Rows of the object pointing dataset

━━━━━━━━━━

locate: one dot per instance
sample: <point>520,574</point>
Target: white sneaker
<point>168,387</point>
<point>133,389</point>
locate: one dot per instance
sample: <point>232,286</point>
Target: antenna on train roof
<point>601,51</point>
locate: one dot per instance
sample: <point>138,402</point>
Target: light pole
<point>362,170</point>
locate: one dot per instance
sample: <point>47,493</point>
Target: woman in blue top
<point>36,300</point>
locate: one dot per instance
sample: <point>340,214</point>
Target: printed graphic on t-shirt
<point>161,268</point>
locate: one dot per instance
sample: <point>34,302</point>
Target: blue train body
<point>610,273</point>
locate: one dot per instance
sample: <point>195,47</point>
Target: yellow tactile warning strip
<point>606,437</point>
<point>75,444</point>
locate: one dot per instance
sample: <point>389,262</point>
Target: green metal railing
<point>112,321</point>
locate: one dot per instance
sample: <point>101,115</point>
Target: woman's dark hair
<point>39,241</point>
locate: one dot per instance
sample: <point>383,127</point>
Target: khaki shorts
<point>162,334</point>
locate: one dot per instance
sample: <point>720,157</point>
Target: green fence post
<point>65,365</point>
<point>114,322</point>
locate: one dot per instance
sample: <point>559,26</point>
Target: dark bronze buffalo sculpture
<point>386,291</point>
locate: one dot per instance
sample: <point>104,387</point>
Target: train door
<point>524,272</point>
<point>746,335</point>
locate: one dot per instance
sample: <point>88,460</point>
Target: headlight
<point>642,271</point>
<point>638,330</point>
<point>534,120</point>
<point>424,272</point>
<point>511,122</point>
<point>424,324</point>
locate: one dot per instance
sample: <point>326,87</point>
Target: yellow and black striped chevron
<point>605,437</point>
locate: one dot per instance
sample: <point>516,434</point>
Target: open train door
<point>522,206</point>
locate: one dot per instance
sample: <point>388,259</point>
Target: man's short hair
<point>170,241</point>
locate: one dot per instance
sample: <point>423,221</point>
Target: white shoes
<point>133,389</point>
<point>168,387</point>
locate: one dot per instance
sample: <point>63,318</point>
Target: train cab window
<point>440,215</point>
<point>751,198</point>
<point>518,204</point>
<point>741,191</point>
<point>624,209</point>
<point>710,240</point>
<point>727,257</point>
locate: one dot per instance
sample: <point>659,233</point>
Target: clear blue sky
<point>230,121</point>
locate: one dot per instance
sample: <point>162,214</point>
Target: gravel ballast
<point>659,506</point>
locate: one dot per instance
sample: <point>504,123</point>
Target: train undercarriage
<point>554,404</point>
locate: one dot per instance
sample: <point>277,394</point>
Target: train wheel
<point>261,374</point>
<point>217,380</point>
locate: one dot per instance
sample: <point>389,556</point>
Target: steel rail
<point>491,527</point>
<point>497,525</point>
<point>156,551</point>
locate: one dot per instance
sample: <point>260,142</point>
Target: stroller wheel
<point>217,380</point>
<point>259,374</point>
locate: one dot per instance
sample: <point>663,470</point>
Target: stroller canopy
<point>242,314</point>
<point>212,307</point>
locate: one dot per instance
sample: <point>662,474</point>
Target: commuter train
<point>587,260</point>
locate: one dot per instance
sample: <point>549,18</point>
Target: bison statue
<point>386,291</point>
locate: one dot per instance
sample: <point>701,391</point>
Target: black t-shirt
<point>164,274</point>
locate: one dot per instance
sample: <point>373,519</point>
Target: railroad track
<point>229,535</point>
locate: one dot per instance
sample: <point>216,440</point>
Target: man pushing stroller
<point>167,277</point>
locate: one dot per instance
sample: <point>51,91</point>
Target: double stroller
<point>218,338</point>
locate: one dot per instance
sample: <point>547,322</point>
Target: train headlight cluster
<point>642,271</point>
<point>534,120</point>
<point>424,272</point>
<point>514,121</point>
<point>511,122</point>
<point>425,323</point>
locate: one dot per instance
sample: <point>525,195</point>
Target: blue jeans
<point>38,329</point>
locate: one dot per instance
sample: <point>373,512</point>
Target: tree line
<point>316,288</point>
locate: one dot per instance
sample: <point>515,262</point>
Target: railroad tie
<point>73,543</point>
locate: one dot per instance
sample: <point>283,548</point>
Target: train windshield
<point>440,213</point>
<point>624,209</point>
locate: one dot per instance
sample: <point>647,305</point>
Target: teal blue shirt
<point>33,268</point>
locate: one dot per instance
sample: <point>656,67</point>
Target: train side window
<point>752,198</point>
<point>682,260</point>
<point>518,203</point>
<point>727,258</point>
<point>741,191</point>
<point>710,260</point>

━━━━━━━━━━

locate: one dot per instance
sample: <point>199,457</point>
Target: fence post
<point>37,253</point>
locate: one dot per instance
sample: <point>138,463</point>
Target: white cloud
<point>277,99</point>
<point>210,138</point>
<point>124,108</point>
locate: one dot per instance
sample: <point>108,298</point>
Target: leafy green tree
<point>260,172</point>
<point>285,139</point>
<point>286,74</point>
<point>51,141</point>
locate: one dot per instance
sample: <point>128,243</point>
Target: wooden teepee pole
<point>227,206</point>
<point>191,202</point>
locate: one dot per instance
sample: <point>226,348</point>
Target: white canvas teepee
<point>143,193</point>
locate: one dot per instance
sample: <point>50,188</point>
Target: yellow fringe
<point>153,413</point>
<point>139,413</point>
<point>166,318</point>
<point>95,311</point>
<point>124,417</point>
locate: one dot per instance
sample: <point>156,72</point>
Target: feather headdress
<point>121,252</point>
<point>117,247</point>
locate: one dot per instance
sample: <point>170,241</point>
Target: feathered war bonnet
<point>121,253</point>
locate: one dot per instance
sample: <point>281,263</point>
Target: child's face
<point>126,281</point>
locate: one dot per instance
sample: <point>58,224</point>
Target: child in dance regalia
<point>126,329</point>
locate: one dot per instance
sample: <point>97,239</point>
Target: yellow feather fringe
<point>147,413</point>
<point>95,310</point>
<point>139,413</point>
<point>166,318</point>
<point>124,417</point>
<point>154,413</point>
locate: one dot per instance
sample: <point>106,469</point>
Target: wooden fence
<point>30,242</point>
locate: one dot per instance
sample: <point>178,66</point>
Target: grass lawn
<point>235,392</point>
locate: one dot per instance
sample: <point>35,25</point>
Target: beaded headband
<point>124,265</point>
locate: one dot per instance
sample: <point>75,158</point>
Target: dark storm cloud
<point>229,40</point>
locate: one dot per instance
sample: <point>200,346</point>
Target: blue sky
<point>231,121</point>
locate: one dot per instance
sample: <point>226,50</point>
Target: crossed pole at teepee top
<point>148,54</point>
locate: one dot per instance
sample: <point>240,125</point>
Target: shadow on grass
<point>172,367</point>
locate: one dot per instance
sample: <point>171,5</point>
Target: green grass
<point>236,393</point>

━━━━━━━━━━

Description of the task
Filter the records above, copying out each line that contains the word "wooden".

Right answer
Target: wooden teepee pole
Target: wooden fence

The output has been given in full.